» WHAT THE EXERCISE ASKS
Starting at the first line of the listing below, repeat each line exactly until you have repeated the one containing "object=pointed leaf"; skip the pictures.
*** Block opens ***
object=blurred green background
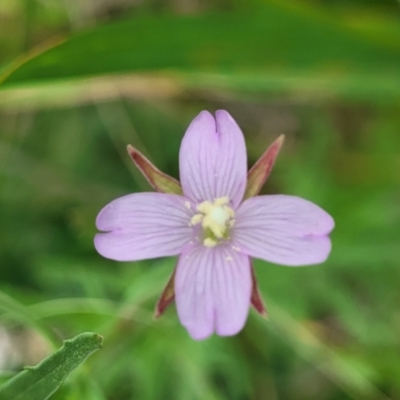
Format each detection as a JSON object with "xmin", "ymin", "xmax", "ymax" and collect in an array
[{"xmin": 1, "ymin": 0, "xmax": 400, "ymax": 399}]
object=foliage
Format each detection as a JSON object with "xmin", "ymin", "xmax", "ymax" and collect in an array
[{"xmin": 0, "ymin": 332, "xmax": 102, "ymax": 400}]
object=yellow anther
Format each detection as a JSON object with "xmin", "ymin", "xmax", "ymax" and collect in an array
[
  {"xmin": 202, "ymin": 214, "xmax": 225, "ymax": 238},
  {"xmin": 214, "ymin": 196, "xmax": 229, "ymax": 206},
  {"xmin": 203, "ymin": 238, "xmax": 217, "ymax": 247},
  {"xmin": 190, "ymin": 214, "xmax": 203, "ymax": 226},
  {"xmin": 196, "ymin": 201, "xmax": 213, "ymax": 214},
  {"xmin": 226, "ymin": 207, "xmax": 235, "ymax": 218},
  {"xmin": 190, "ymin": 197, "xmax": 235, "ymax": 247}
]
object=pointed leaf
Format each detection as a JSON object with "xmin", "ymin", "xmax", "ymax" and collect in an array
[
  {"xmin": 244, "ymin": 135, "xmax": 284, "ymax": 199},
  {"xmin": 250, "ymin": 265, "xmax": 268, "ymax": 318},
  {"xmin": 2, "ymin": 5, "xmax": 400, "ymax": 102},
  {"xmin": 0, "ymin": 332, "xmax": 103, "ymax": 400},
  {"xmin": 154, "ymin": 268, "xmax": 176, "ymax": 318},
  {"xmin": 127, "ymin": 145, "xmax": 182, "ymax": 195}
]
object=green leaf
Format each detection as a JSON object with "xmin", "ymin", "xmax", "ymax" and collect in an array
[
  {"xmin": 0, "ymin": 332, "xmax": 103, "ymax": 400},
  {"xmin": 1, "ymin": 3, "xmax": 400, "ymax": 100}
]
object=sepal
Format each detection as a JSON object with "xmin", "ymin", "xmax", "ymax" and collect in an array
[
  {"xmin": 244, "ymin": 135, "xmax": 284, "ymax": 199},
  {"xmin": 154, "ymin": 268, "xmax": 176, "ymax": 318},
  {"xmin": 250, "ymin": 263, "xmax": 268, "ymax": 318},
  {"xmin": 127, "ymin": 144, "xmax": 183, "ymax": 195}
]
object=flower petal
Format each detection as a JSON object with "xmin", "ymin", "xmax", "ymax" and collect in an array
[
  {"xmin": 94, "ymin": 193, "xmax": 192, "ymax": 261},
  {"xmin": 234, "ymin": 195, "xmax": 334, "ymax": 266},
  {"xmin": 175, "ymin": 244, "xmax": 251, "ymax": 340},
  {"xmin": 179, "ymin": 110, "xmax": 247, "ymax": 207}
]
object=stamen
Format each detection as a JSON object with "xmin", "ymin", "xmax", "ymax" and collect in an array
[
  {"xmin": 204, "ymin": 238, "xmax": 217, "ymax": 247},
  {"xmin": 190, "ymin": 214, "xmax": 203, "ymax": 226},
  {"xmin": 197, "ymin": 201, "xmax": 213, "ymax": 214},
  {"xmin": 189, "ymin": 197, "xmax": 235, "ymax": 247},
  {"xmin": 214, "ymin": 196, "xmax": 229, "ymax": 206}
]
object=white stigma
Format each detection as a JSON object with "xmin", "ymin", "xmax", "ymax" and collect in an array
[
  {"xmin": 209, "ymin": 207, "xmax": 230, "ymax": 226},
  {"xmin": 190, "ymin": 197, "xmax": 235, "ymax": 247}
]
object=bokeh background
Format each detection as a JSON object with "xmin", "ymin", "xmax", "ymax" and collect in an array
[{"xmin": 1, "ymin": 0, "xmax": 400, "ymax": 399}]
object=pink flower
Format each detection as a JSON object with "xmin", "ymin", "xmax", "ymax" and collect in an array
[{"xmin": 94, "ymin": 110, "xmax": 334, "ymax": 340}]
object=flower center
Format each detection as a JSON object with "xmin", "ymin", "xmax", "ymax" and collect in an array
[{"xmin": 190, "ymin": 196, "xmax": 235, "ymax": 247}]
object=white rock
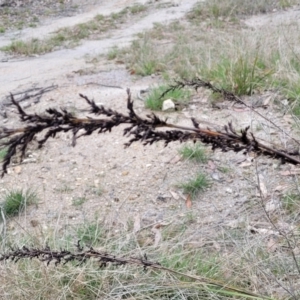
*** Block closes ***
» TASK RESPONSE
object=blurred green background
Format each detection as a JSON object with "xmin", "ymin", "xmax", "ymax" and collect in an array
[{"xmin": 1, "ymin": 0, "xmax": 400, "ymax": 399}]
object=foliage
Format each detection as a JSON object with "xmin", "ymin", "xmax", "ymax" and collect in an array
[{"xmin": 0, "ymin": 332, "xmax": 102, "ymax": 400}]
object=yellow anther
Format each detection as a JSON object with "xmin", "ymin", "xmax", "ymax" and collect in an array
[
  {"xmin": 202, "ymin": 214, "xmax": 225, "ymax": 238},
  {"xmin": 214, "ymin": 196, "xmax": 229, "ymax": 206},
  {"xmin": 203, "ymin": 238, "xmax": 217, "ymax": 247},
  {"xmin": 190, "ymin": 214, "xmax": 203, "ymax": 226},
  {"xmin": 196, "ymin": 201, "xmax": 213, "ymax": 214},
  {"xmin": 226, "ymin": 207, "xmax": 235, "ymax": 218},
  {"xmin": 190, "ymin": 197, "xmax": 235, "ymax": 247}
]
object=pointed leaf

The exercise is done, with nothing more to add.